* [Excerpted text]
■ ■ ■ ■ ■ ■ ■

Rambo 5 looks like it's finally going to happen, as Millenium Films is in the process of launching presales at the Cannes Film Festival, which is going on now in France. Sylvester Stallone is expected to begin shooting the project in September, assuming all goes well. This time around, John Rambo is going to be taking on the Mexican cartel, but it didn't start out that way. It turns out, Rambo 5 was originally going to feature Stallone taking on an intelligent, inhuman monster.

The last time we saw the legendary character on screen was in 2008's Rambo, which was ultraviolet and successful enough at the box office to warrant talk of a fifth installment. When Nu Image and Millennium Films announced a fifth movie in 2009, it was referred to as Rambo V: The Savage Hunt. Initial reports indicated that the movie would have taken place in the Pacific Northwest and would have featured a secret military operation attempting to create super soldiers, taking the franchise in a sci-fi direction. Sylvester Stallone came out once these reports started making the rounds to clarify the movie's plot, making it known that this wouldn't be like Universal Soldier. Instead, it was going to be closer to Rambo vs. Predator. Here's what he had to say about it at the time.

■ ■ ■ ■ ■ ■ ■

* [Record excerpts]
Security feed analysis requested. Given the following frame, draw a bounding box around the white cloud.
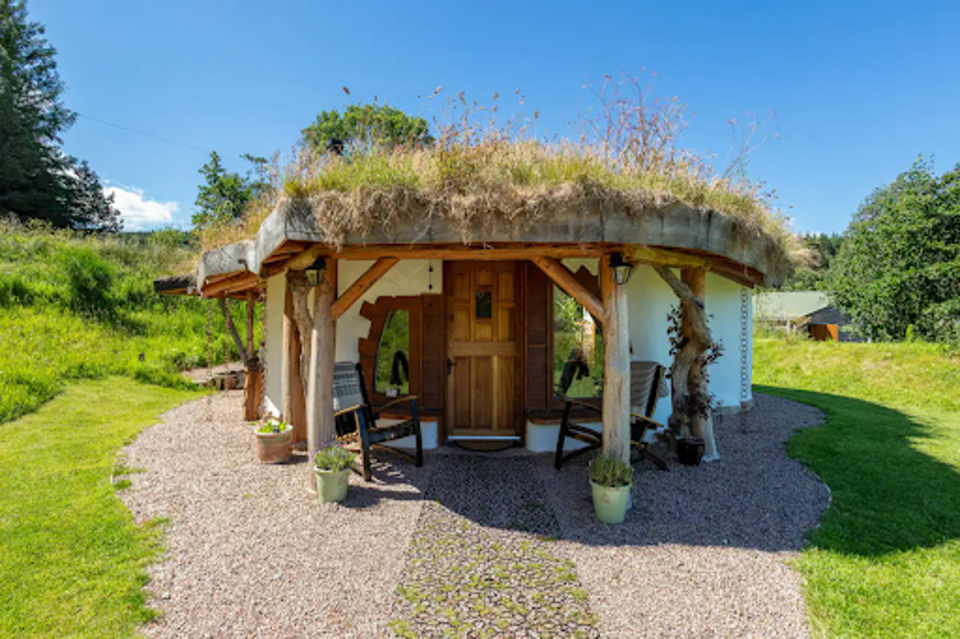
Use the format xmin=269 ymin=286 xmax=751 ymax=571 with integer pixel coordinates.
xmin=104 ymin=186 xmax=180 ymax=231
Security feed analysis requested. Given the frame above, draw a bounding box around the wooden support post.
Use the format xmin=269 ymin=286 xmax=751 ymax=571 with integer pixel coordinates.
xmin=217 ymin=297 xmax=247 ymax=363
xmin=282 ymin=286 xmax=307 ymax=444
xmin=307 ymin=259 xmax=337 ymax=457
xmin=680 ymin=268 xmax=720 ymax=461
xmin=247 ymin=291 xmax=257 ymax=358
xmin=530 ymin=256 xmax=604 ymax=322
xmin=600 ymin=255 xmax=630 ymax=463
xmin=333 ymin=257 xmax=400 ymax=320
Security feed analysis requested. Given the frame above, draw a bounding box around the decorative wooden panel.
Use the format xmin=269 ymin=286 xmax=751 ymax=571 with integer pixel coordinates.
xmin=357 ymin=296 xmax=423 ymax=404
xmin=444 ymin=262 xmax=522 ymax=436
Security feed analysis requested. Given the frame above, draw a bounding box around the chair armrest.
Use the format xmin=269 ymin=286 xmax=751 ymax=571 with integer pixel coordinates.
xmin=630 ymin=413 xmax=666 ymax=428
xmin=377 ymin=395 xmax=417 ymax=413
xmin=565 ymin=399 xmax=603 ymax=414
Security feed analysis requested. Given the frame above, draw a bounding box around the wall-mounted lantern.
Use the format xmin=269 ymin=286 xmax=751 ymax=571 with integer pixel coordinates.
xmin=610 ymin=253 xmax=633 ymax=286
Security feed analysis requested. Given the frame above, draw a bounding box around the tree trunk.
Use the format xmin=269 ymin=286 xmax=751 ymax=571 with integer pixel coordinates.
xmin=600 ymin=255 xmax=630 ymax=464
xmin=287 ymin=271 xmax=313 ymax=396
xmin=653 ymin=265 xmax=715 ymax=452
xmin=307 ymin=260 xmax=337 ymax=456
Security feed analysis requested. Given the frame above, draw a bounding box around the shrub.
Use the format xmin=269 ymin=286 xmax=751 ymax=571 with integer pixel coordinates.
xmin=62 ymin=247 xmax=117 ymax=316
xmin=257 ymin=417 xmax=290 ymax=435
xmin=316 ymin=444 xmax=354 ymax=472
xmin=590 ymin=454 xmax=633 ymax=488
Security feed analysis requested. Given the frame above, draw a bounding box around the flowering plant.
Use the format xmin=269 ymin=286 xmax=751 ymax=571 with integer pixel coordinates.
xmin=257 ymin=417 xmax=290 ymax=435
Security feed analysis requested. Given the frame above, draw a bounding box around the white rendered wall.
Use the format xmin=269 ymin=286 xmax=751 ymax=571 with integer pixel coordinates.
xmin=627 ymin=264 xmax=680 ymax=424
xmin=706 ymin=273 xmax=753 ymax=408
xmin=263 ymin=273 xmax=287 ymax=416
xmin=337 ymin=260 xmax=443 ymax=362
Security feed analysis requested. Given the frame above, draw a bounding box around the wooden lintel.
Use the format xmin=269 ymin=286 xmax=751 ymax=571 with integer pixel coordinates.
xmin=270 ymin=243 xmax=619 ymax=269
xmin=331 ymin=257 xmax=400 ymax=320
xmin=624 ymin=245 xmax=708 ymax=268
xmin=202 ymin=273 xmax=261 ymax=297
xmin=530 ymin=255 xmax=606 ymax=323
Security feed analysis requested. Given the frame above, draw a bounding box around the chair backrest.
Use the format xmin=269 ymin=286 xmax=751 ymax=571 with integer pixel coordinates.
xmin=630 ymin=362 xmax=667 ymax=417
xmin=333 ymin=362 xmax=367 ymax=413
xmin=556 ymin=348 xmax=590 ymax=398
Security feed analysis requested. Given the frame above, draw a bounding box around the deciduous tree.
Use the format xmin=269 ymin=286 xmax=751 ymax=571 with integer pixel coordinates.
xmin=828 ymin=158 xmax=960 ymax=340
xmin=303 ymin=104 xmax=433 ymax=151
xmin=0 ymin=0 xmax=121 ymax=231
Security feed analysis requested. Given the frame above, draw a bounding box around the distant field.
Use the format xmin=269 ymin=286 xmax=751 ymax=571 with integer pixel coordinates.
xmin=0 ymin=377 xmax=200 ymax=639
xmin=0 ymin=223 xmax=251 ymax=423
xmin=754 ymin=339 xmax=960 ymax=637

■ ■ ■ ■ ■ ■ ■

* [Your tasks]
• a. In the Rambo 5 article, what was the fifth movie called when Nu Image and Millennium Films announced it in 2009?
• b. Write the next part of the Rambo 5 article, picking up right after its last sentence.
The listing comes from a separate source and is unrelated to the text about Rambo 5.

* [Responses for each task]
• a. Rambo V: The Savage Hunt.

• b.
"It's not a Universal Soldier... it's not me fighting a super soldier... it's actually a feral beast. It's a... thing. It's this amalgamation of fury and intelligence and pure, unadulterated rage. It's before men became... hu-men. This is when they were still inhuman. And so, what [Rambo] confronts is something that is everyone's nightmare. But in no sense of the word does he go against the Dolph Lundgren or Jean-Claude Van Damme super soldier. He's going against a feral beast that has absolute cunning and intelligence and a will to survive that is only matched by Rambo's. And that's what makes it uniquely different... man's conscience fighting his dark, dangerous, uncontrollable subconscious. Very similar to the plot in Forbidden Planet... when the doctor couldn't control his mind and his subconscious took over and became a savage killing machine. It's your worst nightmare. You're battling your primitive self."

That is obviously quite a bit different than the version of Rambo 5 we're going to be getting and would have totally changed the nature of the franchise. This plot was said to be based, at least loosely, on the 1999 novel Hunter by James Byron Huggins. Stallone actually had the rights to the book, which features a half-human, genetically created monster that gets loose in the Arctic Circle, leaving a tracker named Nathaniel Hunter to stop it before making its way to civilization.

Instead, we're getting John Rambo saving a friend's daughter from violent Mexican cartels. On the one hand, that seems much more on-brand for Rambo. On the other hand, how cool would it (possibly) have been to see one of the most awesome action heroes ever to grace the silver screen duking it out with a crazy monster? We'll probably never know the answer to that question, but we do have Rambo 5 to look forward to in the relatively near future. This was previously reported by Bloody Disgusting.